**Sayfa Alıntısı**
20 kurum, İstanbul Büyükşehir Belediyesi'nin Taksim Meydanı projesinin uygulama sürecinin, meydanın kimliğine ve hafızasına zarar verme riski olduğunu belirterek "Bundan sonra atılacak tüm adımları süreç boyunca, birlikte ele almaya ve tartışmaya davet ediyoruz" çağrısında bulundu.
İstanbul’un sembollerimden Taksim Meydanı için İstanbul Planlama Ajansı ve İstanbul Büyükşehir Belediyesi Kültür Varlıkları Daire Başkanlığı iş birliğiyle tasarım yarışması düzenledi. Yürütülen Taksim Kentsel Tasarım Yarışması, 20 Eylül'de sonuçlandı. Taksim ve çevresi için düzenlenen tasarım yarışmasında halk oyuna sunulacak 3 proje belli oldu.
TIKLAYIN - Taksim Meydanı için halk oyuna sunulacak projeler belli oldu
Aralarında TMMOB Mimarlar Odası İstanbul Büyükkent Şubesi, İstanbul Tabip Odası, KESK İstanbul Şubeler Platformu, DİSK İstanbul Bölge Temsilciliği, Taksim Gezi Parkı Güzelleştirme ve Koruma Derneği’nin de bulunduğu yirmi STK ve meslek örgütünün imzasıyla Taksim Meydanı Yarışmasına ilişkin açıklama yapıldı.
İstanbul Büyükşehir Belediyesi tarafından İstanbul'un önemli meydan ve alanları için yarışma projeleri düzenlenmesinin ve ilgili kesimlerin sürece dahil edilmesinin çok değerli ve yararlı olduğunun belirtildiği açıklamada şöyle denildi:
"Bununla birlikte, yarışma süreçlerinin kısa vadeli, aceleci bir takvim içine sıkışmış olması ve buna bağlı bir hızla yürütülüp sonuçlandırılması, kamuoyunun oldukça önemli bir bölümünün, meslek örgütlerinin ve ilgili sivil toplum kuruluşlarının sürece sağlıklı ve etkin bir şekilde katılımı için uygun bir zemin oluşmasına izin vermemiştir.
Taksim Meydanı yarışmasının ilan edildiği mart ayıyla birlikte Türkiye'yi de etkisi altına alan Koronavirüs salgını ve sonuçlarının yarışma sürecini gölgede bıraktığının, bu sürecin gerekli ilgi düzeyinden ve tartışma zemininden yoksun kaldığının ifade edildiği açıklamanın devamında şu ifadeler yer aldı:
Bu ve benzeri nedenlerle İstanbulluların yarışma sürecine ancak yarışma tamamlandıktan sonra dahil olabilmesi, Taksim Meydanı ile ilgili demokratik taleplerin yarışma aşamasında yarışmacılara aktarılması fırsatını da ortadan kaldırmıştır.

**Sağlanan Bilgiler**
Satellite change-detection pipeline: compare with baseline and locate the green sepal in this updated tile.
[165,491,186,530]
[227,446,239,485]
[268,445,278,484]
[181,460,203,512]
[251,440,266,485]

**Görev Koşulları**
Taksim Meydanı yarışmasına ilişkin metinden "TIKLAYIN - Taksim" sözlerinden "ilişkin açıklama yapıldı." sözlerine kadar olan bölümü hiçbir değişiklik yapmadan alıntılayın.

**Görevin Çözümü**
TIKLAYIN - Taksim Meydanı için halk oyuna sunulacak projeler belli oldu
Aralarında TMMOB Mimarlar Odası İstanbul Büyükkent Şubesi, İstanbul Tabip Odası, KESK İstanbul Şubeler Platformu, DİSK İstanbul Bölge Temsilciliği, Taksim Gezi Parkı Güzelleştirme ve Koruma Derneği’nin de bulunduğu yirmi STK ve meslek örgütünün imzasıyla Taksim Meydanı Yarışmasına ilişkin açıklama yapıldı.